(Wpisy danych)
○ ○ ○ ○ ○

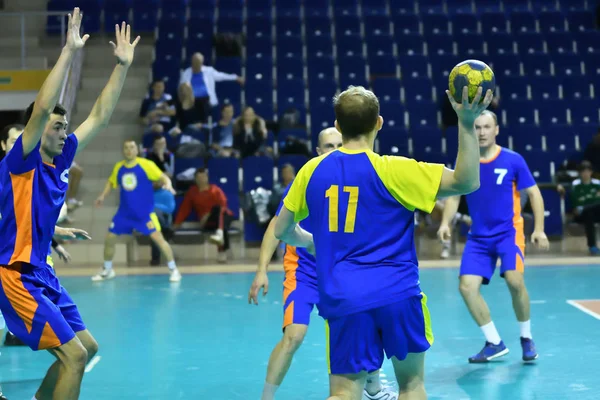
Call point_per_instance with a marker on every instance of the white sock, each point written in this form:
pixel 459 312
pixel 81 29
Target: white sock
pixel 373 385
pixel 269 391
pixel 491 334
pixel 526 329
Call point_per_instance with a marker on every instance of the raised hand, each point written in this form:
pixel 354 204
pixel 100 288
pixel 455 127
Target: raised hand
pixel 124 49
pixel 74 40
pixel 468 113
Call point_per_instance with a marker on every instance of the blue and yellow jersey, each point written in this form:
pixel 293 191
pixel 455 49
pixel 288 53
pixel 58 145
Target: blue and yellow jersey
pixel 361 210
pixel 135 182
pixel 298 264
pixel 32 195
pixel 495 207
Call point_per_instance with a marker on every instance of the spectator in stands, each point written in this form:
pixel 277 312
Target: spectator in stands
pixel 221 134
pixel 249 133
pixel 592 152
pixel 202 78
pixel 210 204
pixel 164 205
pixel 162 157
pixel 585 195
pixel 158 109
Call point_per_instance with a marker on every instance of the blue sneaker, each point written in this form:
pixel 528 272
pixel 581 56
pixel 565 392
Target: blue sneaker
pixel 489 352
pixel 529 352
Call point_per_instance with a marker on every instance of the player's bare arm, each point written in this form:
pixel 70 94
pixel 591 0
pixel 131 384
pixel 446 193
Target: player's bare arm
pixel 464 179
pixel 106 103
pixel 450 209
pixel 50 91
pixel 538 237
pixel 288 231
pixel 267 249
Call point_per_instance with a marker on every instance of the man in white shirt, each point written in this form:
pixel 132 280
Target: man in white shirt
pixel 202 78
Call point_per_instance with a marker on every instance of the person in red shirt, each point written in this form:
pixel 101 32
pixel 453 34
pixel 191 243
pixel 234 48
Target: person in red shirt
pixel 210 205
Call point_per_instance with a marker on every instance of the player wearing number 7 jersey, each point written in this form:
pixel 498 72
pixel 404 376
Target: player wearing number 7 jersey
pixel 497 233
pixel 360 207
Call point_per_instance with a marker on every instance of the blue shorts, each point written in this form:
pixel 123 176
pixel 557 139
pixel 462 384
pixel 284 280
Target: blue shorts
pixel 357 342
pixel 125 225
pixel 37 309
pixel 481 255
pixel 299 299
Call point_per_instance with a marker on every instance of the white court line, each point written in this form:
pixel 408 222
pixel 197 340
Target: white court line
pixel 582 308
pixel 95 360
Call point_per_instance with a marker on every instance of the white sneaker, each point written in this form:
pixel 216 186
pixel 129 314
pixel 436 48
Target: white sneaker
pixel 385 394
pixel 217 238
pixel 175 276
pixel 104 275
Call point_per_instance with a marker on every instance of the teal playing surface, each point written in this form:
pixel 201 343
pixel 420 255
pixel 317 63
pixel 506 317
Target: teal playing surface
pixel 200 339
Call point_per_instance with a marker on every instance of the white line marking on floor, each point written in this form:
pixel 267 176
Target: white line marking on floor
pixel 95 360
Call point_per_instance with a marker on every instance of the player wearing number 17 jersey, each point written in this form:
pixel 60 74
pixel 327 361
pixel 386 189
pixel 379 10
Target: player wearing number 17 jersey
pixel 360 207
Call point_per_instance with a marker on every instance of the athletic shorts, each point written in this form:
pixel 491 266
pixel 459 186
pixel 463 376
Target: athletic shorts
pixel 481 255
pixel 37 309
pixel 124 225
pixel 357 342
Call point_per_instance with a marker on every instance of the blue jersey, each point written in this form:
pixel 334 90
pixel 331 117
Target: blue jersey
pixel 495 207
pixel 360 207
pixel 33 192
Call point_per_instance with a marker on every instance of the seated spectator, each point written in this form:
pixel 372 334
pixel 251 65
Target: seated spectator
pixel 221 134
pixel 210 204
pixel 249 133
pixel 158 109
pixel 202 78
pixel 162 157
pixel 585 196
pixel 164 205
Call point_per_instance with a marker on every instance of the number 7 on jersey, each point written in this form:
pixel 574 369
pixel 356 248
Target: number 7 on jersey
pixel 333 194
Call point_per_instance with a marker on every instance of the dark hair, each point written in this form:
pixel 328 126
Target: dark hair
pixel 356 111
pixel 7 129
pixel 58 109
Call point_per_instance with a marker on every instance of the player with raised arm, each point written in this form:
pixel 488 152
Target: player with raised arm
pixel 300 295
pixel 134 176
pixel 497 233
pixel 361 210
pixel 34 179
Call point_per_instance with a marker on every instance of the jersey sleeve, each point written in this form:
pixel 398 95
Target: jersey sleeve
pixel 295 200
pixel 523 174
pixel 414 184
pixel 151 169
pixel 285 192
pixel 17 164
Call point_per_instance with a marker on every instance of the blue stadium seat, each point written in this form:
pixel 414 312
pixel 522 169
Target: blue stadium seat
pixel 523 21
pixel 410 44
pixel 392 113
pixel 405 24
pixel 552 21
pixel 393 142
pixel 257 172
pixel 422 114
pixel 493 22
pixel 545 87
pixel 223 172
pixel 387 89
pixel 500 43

○ ○ ○ ○ ○

Sformatuj wszystkie powyższe wiersze jako listę numerowaną, pomijając puste linie. Obrazy pomiń w odpowiedzi.

1. Call point_per_instance with a marker on every instance of the white sock, each point written in this form:
2. pixel 459 312
3. pixel 81 29
4. Target: white sock
5. pixel 373 385
6. pixel 269 391
7. pixel 491 334
8. pixel 526 329
9. Call point_per_instance with a marker on every instance of the raised hand, each point written in this form:
10. pixel 354 204
11. pixel 100 288
12. pixel 455 127
13. Target: raised hand
14. pixel 124 49
15. pixel 74 40
16. pixel 468 113
17. Call point_per_instance with a marker on every instance of the blue and yellow jersey, each point written in this form:
18. pixel 293 191
19. pixel 455 49
20. pixel 288 53
21. pixel 58 145
22. Target: blue and yellow jersey
23. pixel 361 210
24. pixel 135 182
25. pixel 298 264
26. pixel 32 195
27. pixel 495 207
28. Call point_per_instance with a marker on every instance of the spectator in stands, each point written in this form:
29. pixel 277 312
30. Target: spectator in stands
31. pixel 221 134
32. pixel 249 133
33. pixel 592 152
34. pixel 202 78
35. pixel 210 204
36. pixel 164 205
37. pixel 162 157
38. pixel 585 195
39. pixel 158 109
40. Call point_per_instance with a marker on every instance of the blue sneaker, each point written in this form:
41. pixel 528 272
42. pixel 581 56
43. pixel 565 392
44. Target: blue sneaker
45. pixel 489 352
46. pixel 529 352
47. Call point_per_instance with a marker on every instance of the player's bare arm, each point written in this form:
48. pixel 70 94
49. pixel 591 0
50. pixel 131 384
51. pixel 446 193
52. Target: player's bare arm
53. pixel 464 179
54. pixel 106 103
55. pixel 450 209
56. pixel 50 91
57. pixel 538 237
58. pixel 288 231
59. pixel 267 249
60. Call point_per_instance with a marker on every instance of the man in white shirt, each point written in this form:
61. pixel 132 280
62. Target: man in white shirt
63. pixel 202 78
64. Call point_per_instance with a marker on every instance of the person in red shirt, each point written in this form:
65. pixel 101 32
66. pixel 453 34
67. pixel 191 243
68. pixel 234 48
69. Target: person in red shirt
70. pixel 210 205
71. Call point_per_instance with a marker on every instance of the player wearing number 7 jersey, each point written in this form:
72. pixel 498 72
73. pixel 404 376
74. Target: player wearing number 7 jersey
75. pixel 497 233
76. pixel 360 207
77. Call point_per_instance with a marker on every instance of the blue shorts, each point written in this form:
78. pixel 123 176
79. pixel 557 139
80. pixel 462 384
81. pixel 284 280
82. Target: blue shorts
83. pixel 357 342
84. pixel 125 225
85. pixel 37 309
86. pixel 481 255
87. pixel 299 299
88. Call point_per_instance with a marker on every instance of the white court line, each point written in this form:
89. pixel 408 222
90. pixel 197 340
91. Target: white court line
92. pixel 582 308
93. pixel 95 360
94. Call point_per_instance with a marker on every instance of the white sneaker, each point written in this form:
95. pixel 216 186
96. pixel 129 314
97. pixel 436 48
98. Target: white sneaker
99. pixel 385 394
100. pixel 217 238
101. pixel 175 276
102. pixel 104 275
103. Call point_per_instance with a marker on every instance of the teal playing surface, each point written in this form:
104. pixel 201 343
105. pixel 420 255
106. pixel 317 63
107. pixel 506 317
108. Target: teal playing surface
109. pixel 200 339
110. Call point_per_instance with a marker on every instance of the white line marking on floor, each point written in this form:
111. pixel 267 176
112. Target: white line marking on floor
113. pixel 95 360
114. Call point_per_instance with a marker on every instance of the player wearing number 17 jersey, each point written in this form:
115. pixel 60 74
116. pixel 327 361
117. pixel 386 189
118. pixel 379 10
119. Target: player wearing number 17 jersey
120. pixel 360 207
121. Call point_per_instance with a marker on every instance of the athletic shorts, each point written in this form:
122. pixel 491 266
123. pixel 459 186
124. pixel 463 376
125. Target: athletic shorts
126. pixel 481 255
127. pixel 37 309
128. pixel 124 225
129. pixel 357 342
130. Call point_per_instance with a marker on every instance of the blue jersey, each point written in this form:
131. pixel 334 90
132. pixel 331 117
133. Target: blue jersey
134. pixel 495 207
135. pixel 360 207
136. pixel 33 192
137. Call point_per_instance with a marker on every instance of the seated spectator, each point written in this form:
138. pixel 372 334
139. pixel 251 65
140. Target: seated spectator
141. pixel 221 134
142. pixel 210 204
143. pixel 249 133
144. pixel 158 109
145. pixel 202 78
146. pixel 162 157
147. pixel 585 196
148. pixel 164 205
149. Call point_per_instance with a marker on every instance of the number 7 on jersey, each point written in this form:
150. pixel 574 369
151. pixel 356 248
152. Target: number 7 on jersey
153. pixel 333 194
154. Call point_per_instance with a marker on every instance of the dark hair, each point written in this form:
155. pixel 328 126
156. Target: dark hair
157. pixel 356 111
158. pixel 7 129
159. pixel 58 109
160. Call point_per_instance with a marker on every instance of the player with raised arm, each point written in this form:
161. pixel 488 152
162. Target: player with raised arm
163. pixel 300 295
164. pixel 134 176
165. pixel 497 233
166. pixel 361 210
167. pixel 34 179
168. Call point_per_instance with a marker on every instance of the jersey sleeve, each point written in this form:
169. pixel 398 95
170. Target: jersey sleeve
171. pixel 295 200
172. pixel 523 174
173. pixel 414 184
174. pixel 151 169
175. pixel 285 192
176. pixel 17 164
177. Call point_per_instance with a marker on every instance of the blue stadium seat, each point written in this form:
178. pixel 414 312
179. pixel 522 169
180. Target: blue stadium seat
181. pixel 523 21
182. pixel 410 44
183. pixel 392 113
184. pixel 405 24
185. pixel 552 21
186. pixel 393 142
187. pixel 257 172
188. pixel 422 114
189. pixel 493 22
190. pixel 545 87
191. pixel 223 172
192. pixel 387 89
193. pixel 500 43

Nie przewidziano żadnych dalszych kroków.